20. Grinding of the teeth --- especially while sleeping.
21. Chronically stiff or sore neck.
22. Chronic depression --- extended periods of feeling down for no reason.


I can recall the days when I didn't like going to work... I absolutely DID NOT want to be there!  This is where procrastination came into play!  Without fail, I would be 5-7 minutes late everyday to work!  I was rebelling, this was my way to "stick it to the man" so to speak!  I was angry that my superiors were treating me disrespectfully and had little to no concern about me and all the junk that was going on in my life.  I needed to work to pay for my medications for depression, I was being harassed by my estranged husband (he'd call daily - to the point I couldn't even answer the phones at work), and  I needed to be able to pay for therapy & doctor sessions.   

I was very surprised to see sarcasm on this list!  *I'm not being sarcastic* 

As I begin to peel away the layers of memories in my past, I noticed I've always been sarcastic.  I thought it was in my blood.  I would joke that "Sarcasm" was my middle name. I've come to the realization that I have plenty of anger stored up from my parents divorce ( I was only 6 years old when they divorced); from the abandonment I felt when they split.  I only saw my father during the summers and it was hard for me to comprehend why they were apart?  I'm also upset that my ex-husband had (early on in our marriage) emotionally abandoned me - because I trusted him to be there like we promised in our marriage vows.  It was hard to be around someone that claimed to love you, but wasn't ever there for you.  I was angry at God for saving my life and it's taken a year or two for me to realize that He had a bigger plan for me.  I'm actively living my faith and trusting God for it all.  I'm not sure what all He has in store, but I'm at a better place in life with Him, than without Him - jobless and all! 
 

22 February 2009

A poem written on the bus ride to Mammoth...

PILLAR

Strong & secure.
Beautiful & functional.
You strengthen the weak
and solidly support the broken.
Eternally indestructible,
capable of miracles.
My life, a rooftop,
exposed to worldly dangers -
detrimental winds and waters,
where muck and mire cloud 
my effectiveness because I let it,
but you wash me clean and use it 
for growth and goodness.
You keep me intact and off the ground.
My materials alone are inferior and simple,
yet You overflow my eaves with blessings.
As Your tools promote change within me, 
I, too, am strengthened -
increasing in trust and faith for You, 
not relying on my own components to do the work.
Your ways are just and never wrong -
structurally sound & holy founded.
To You, my Pillar, 
it is only You that lifts me up!

19 February 2009

Journey

Today begins a new journey, which ironically has me dealing with my past.  For the next 7 weeks instead of attending The Gathering at church I'll be attending The Journey.  I really enjoy The Gathering and I look forward to returning soon, but since these two groups meet on the same night at the same time, I've decided to take a deeper look into my heart and I've come to realize that I haven't dealt with many issues in my past.  My goal is to grow closer to God by learning how to grieve.

It seems strange to think about grieving = growing, but I've ignored some things in my past and I need to sort through them.  I look back now and I don't know where to begin or how to begin the grieving process!  Voila!  Here's an opportunity designed to help me do just that!  God's working in me and I want to obey.

Some of the topics of grieving include:
  • Depression
  • Job loss
  • Divorce
  • Loss of a loved one
  • Anger
Looks like I've got a lot to learn.  Each of the above listed topics have affected me personally and I want to deal with them individually.  I think this will help me learn from my mistakes (or the choices I've made), introduce positive coping skills in my life, and more importantly I will learn how to lay these things at Jesus' feet through grieving.  I think this is NOT going to be easy.  I feel many different emotions as I type this blog, but I know God's way does not equal the easy way.  So this journey begins tonight and I'm going to miss my friends at The Gathering, but I know I'll be a better person for having done this.

- Data under study -
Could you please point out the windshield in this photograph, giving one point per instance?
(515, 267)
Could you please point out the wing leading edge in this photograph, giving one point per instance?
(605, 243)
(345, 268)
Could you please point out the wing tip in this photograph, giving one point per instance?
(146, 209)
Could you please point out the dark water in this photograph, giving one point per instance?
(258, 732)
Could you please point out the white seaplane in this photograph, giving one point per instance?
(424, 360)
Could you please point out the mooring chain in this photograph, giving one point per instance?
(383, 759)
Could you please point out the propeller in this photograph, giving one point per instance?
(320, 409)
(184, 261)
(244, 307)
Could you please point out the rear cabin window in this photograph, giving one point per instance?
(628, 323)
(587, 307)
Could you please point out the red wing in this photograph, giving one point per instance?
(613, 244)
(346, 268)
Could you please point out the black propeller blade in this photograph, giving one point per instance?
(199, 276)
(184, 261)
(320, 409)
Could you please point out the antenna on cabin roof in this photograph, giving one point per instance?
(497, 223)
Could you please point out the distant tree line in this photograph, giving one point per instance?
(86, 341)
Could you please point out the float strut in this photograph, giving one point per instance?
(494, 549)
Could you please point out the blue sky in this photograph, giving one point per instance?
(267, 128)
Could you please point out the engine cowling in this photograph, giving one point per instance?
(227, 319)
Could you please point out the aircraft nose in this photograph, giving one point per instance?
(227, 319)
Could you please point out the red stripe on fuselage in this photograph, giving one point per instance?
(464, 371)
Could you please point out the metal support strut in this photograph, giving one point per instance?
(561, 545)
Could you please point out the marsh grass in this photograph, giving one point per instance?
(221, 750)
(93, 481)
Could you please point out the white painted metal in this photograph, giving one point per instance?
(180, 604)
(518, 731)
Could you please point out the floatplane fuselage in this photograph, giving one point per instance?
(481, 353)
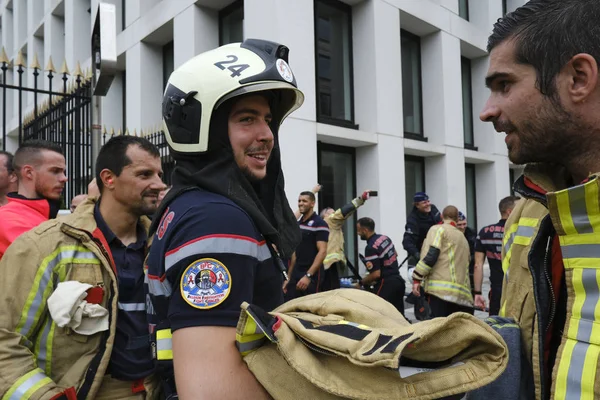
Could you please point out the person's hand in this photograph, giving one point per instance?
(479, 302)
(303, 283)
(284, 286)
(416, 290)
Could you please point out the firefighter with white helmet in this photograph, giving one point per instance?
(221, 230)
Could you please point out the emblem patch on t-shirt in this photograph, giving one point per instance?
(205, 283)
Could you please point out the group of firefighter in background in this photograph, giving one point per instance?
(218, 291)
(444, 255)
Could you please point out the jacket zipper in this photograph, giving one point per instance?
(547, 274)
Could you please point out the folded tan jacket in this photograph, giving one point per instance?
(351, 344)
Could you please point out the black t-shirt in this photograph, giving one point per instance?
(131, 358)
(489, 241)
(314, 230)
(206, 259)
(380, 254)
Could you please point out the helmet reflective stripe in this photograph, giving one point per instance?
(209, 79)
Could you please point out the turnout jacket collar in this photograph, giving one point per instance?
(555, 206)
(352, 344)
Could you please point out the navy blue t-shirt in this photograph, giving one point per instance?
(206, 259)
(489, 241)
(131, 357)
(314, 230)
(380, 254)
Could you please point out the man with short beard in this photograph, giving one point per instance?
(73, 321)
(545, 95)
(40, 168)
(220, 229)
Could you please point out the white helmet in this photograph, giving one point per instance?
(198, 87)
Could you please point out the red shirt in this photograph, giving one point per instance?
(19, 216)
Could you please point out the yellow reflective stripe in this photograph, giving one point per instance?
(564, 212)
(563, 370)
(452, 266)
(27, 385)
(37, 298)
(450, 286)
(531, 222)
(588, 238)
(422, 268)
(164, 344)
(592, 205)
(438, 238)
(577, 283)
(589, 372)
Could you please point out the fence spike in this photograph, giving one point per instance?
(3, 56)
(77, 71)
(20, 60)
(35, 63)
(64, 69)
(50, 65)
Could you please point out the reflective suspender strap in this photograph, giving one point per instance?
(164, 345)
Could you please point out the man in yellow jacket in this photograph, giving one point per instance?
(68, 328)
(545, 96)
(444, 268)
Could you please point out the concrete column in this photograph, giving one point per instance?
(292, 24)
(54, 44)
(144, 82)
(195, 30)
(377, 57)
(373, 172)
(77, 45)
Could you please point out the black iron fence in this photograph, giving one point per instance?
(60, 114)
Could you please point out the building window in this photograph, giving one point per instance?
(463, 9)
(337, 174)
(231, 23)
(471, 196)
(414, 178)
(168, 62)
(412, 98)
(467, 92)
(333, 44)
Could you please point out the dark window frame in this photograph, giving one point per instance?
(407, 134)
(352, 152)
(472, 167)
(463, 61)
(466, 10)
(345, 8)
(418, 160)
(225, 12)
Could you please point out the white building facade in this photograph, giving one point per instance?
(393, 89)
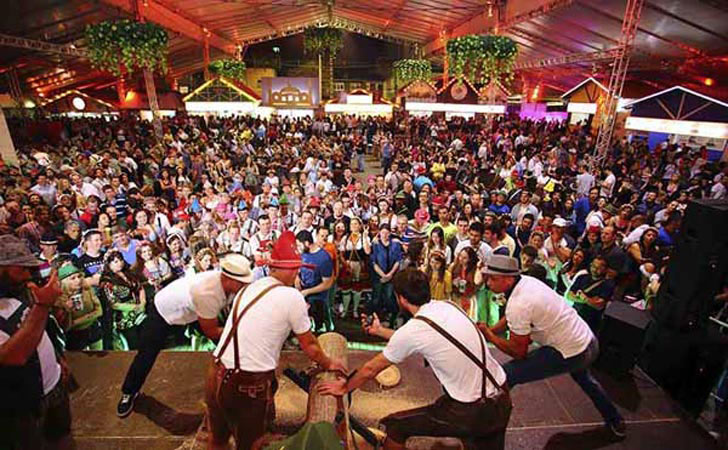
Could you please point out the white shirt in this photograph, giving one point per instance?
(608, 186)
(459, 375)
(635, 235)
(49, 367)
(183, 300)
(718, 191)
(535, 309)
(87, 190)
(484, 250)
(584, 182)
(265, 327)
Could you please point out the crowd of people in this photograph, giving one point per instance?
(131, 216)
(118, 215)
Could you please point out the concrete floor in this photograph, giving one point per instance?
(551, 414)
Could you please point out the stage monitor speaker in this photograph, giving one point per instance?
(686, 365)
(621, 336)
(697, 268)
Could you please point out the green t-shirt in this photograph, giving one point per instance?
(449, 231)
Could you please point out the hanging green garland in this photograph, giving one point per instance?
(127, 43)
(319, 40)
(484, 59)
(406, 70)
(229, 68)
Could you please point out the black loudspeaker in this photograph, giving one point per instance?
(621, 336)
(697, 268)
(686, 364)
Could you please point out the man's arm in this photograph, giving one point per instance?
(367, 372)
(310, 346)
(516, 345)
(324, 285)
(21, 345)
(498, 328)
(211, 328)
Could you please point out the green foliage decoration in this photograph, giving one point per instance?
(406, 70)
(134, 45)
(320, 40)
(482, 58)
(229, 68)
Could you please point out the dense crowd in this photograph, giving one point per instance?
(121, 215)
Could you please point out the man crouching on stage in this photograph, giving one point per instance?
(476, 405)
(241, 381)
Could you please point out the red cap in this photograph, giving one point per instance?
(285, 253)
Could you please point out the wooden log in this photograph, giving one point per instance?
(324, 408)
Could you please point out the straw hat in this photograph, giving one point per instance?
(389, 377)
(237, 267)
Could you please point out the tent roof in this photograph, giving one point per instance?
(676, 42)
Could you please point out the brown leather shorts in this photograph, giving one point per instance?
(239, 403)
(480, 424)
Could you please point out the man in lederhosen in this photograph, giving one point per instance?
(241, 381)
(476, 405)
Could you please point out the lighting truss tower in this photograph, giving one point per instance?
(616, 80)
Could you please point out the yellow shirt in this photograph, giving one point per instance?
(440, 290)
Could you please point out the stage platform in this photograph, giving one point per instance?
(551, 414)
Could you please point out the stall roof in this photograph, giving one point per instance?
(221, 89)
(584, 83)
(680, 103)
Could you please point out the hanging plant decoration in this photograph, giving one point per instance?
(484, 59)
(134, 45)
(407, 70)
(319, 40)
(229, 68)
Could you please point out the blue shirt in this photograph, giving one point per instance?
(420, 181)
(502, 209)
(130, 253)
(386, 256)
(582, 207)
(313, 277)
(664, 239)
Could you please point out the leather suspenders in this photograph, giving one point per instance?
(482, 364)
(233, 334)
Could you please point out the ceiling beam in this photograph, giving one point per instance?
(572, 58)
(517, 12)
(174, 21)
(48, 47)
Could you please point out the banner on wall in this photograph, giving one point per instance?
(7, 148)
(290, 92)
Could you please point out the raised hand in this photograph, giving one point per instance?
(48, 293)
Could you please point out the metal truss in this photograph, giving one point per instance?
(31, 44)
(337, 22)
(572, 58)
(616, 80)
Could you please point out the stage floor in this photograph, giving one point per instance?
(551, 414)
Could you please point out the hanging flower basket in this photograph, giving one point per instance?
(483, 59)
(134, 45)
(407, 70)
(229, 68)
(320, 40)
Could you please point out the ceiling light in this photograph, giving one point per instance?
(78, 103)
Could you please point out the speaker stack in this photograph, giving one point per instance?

- Problems to solve -
a: In the blog excerpt, how many weeks will the writer spend attending The Journey?
b: Set down the passage of the blog excerpt between "21. Chronically stiff" and "therapy & doctor sessions.", inclusive.
c: Using the blog excerpt, explain why the writer will attend The Journey rather than The Gathering for the next several weeks.
The records play no part in what is asked here.

- Outputs by task -
a: Seven weeks.

b:
21. Chronically stiff or sore neck.
22. Chronic depression --- extended periods of feeling down for no reason.


I can recall the days when I didn't like going to work... I absolutely DID NOT want to be there!  This is where procrastination came into play!  Without fail, I would be 5-7 minutes late everyday to work!  I was rebelling, this was my way to "stick it to the man" so to speak!  I was angry that my superiors were treating me disrespectfully and had little to no concern about me and all the junk that was going on in my life.  I needed to work to pay for my medications for depression, I was being harassed by my estranged husband (he'd call daily - to the point I couldn't even answer the phones at work), and  I needed to be able to pay for therapy & doctor sessions.

c: The two groups meet on the same night at the same time, so the writer has to choose one. The writer realized that many past issues had never been dealt with and chose The Journey to grow closer to God by learning how to grieve.